-- start of PASSAGE TO READ --

He regards it as unfortunate that in terms of Article 27, the State is
not obliged to assist minorities, either financially or materially,
to establish
minority public schools. The UNESCO Convention against Discrimination in
Education of 1960
[69]
similarly does
not impose any obligation on the State to establish separate minority schools.
On the contrary, it outlaws discrimination
based,
inter alia
on language,
religion and national origin, and singles out as discriminatory acts, the
establishing or maintaining of separate education
systems or institutions for
persons or groups of persons. It then goes on, however, to qualify this
prohibition in two important
respects. Article 2, in addition to allowing
single-sex educational institutions, states that the following do not constitute
discrimination:
(a) the establishment or maintenance, for religious or linguistic reasons, of
separate educational systems or institutions offering
an education which is in
keeping with the wishes of the pupil’s parents or legal guardians, on an
optional basis and if the
education provided conforms to certain
standards;
(b) the establishment or maintenance of private educational institutions, if
their object is not to exclude any group but to provide
educational facilities
in addition
to those provided by the public authorities, under certain
conditions.
The clauses identify permissible departures from the normal rule, not positive
obligations on the State.
[85] Article 5 goes on to balance out the need for education to promote
understanding, tolerance and friendship among all nations,
racial or religious
groups, with the guaranteed respect for the liberty of
parents:
(a) Firstly to choose for their children institutions other than those
maintained by the public authorities but conforming to such
minimum educational
standards as may be laid down or approved by the competent authorities,
and
(b) secondly, to ensure the religious and moral education of the children in
conformity with their own convictions, while no person
or group of persons
should be compelled to receive religious instruction inconsistent with his or
her own convictions”
Article 5 expressly recognises the right of members of national minorities to
carry on their own educational activities provided
that this right is not
exercised:
in a manner which prevents the members of these minorities from understanding
the culture and language of the community as a whole
and from participating in
its activities, or which prejudices national
sovereignty.

-- end of PASSAGE TO READ --
-- start of DATA ENTRIES --

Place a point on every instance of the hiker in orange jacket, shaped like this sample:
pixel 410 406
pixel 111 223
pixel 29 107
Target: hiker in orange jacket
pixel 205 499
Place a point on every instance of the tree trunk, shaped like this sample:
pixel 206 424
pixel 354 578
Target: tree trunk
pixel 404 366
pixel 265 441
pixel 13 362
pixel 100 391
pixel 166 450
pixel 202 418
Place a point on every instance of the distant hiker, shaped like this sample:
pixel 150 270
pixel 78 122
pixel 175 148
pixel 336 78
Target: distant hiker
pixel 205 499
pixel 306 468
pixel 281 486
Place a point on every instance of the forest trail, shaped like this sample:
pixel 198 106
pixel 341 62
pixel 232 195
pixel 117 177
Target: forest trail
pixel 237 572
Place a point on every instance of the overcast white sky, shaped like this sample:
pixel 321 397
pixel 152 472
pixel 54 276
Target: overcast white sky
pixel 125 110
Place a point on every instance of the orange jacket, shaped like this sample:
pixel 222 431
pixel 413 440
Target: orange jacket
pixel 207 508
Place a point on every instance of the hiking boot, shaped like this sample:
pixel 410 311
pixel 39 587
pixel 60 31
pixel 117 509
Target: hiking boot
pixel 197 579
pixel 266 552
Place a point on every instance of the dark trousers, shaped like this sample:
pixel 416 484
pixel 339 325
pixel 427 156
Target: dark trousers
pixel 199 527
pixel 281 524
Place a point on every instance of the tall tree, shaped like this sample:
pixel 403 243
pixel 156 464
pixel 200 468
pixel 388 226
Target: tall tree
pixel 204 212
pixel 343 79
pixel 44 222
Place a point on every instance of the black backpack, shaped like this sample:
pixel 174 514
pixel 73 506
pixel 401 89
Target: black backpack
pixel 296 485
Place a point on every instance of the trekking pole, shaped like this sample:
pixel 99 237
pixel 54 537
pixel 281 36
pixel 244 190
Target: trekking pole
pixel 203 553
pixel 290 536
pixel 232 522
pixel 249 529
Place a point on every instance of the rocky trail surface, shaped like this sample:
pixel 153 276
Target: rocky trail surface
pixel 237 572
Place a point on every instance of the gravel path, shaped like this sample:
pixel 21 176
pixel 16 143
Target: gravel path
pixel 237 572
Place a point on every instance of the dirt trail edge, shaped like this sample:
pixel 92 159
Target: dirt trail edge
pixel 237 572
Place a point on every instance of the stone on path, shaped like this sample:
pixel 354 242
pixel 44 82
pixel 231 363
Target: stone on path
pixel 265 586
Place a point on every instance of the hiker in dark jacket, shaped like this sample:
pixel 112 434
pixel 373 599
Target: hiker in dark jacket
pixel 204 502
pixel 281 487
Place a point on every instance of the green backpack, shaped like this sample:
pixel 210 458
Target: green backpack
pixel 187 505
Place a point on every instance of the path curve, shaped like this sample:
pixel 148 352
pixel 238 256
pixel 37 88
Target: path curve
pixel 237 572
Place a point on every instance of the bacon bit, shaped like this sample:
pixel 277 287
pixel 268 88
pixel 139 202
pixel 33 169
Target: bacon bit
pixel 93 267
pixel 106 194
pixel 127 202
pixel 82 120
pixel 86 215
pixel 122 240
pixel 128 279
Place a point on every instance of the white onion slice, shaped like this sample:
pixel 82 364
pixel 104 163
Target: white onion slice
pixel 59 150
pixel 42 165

-- end of DATA ENTRIES --

● **REQUIRED ACTIONS**
a – Answer these questions about the passage on minority schools and the UNESCO Convention against Discrimination in Education:
(i) In what year was the UNESCO Convention against Discrimination in Education adopted?
(ii) Apart from the cases listed as (a) and (b), what type of educational institution does Article 2 permit?
(iii) Which article expressly recognizes the right of members of national minorities to carry on their own educational activities?
b – Go on with the passage on minority schools and the UNESCO Convention against Discrimination in Education, starting after its final sentence.

● **EXPECTED RESULTS**
a –
(i) 1960
(ii) Single-sex educational institutions
(iii) Article 5

b –
[86] It is quite clear that the manner in which these provisions have been
applied varies considerably from country to country, depending
on local
conditions and preoccupation. In Canada, for example, section 23 of the Canadian
Charter of Rights and Freedoms establishes
an express right to minority language
education out of public funds, providing Francophone and Anglophone minorities
with special
treatment as compared to other cultural and linguistic
minorities.
[70]
In Belgium and
Switzerland, on the other hand, the concept of “areas of linguistic
security” applies in terms of which
each collectivity can protect its
“linguistic homogeneity” from “linguistic competition”
from other groups
within a defined
territory.
[71]
India provides yet
another variant. There, Article 30 of the Constitution guarantees religious and
linguistic minorities the right
to establish and administer educational
institutions of their own choice. The State is precluded, in granting aid to
educational
institutions, from discriminating against any educational
institution on the ground that it is under the management of a
minority.
[72]
These are three
countries that have made special provision for minority schools. If
Capotorti’s Report is any guide, they
certainly cannot be regarded as
establishing a universal practice. It would seem that each country has the
right, in terms of international
law, to develop its own rules in this respect,
based on its own history and needs.
[87] It should be added that the central theme that runs through the development
of international human rights law in relation to
protection of minorities, is
that of preventing discrimination against disadvantaged and marginalised groups,
guaranteeing them full
and factual equality and providing for remedial action to
deal with past discrimination. Capotorti devotes several paragraphs in
his
report to this theme. The weight of international law, in his view, should be in
favour of the dominated and not the dominating
minorities. There is nothing to
indicate in the present case that the Petition based itself on arguments that
the clause in dispute
imposed discrimination, denied equality, or repudiated
remedial action for a marginalised or deprived language minority. On the
contrary,
the contention was that existing rights to language exclusivity in
relatively affluent schools should be maintained. It was common
cause that these
schools were well endowed because of past State support, while the majority of
schoolchildren in the province were,
as result of past State discrimination,
forced to attend schools that were grossly deprived in comparison. Thus the
thrust of international
human rights law principles would be far more in favour
of supporting the so-called “sociological” or
“functional”
minority, than of upholding the claims of what might be
termed the “sociological” or “functional”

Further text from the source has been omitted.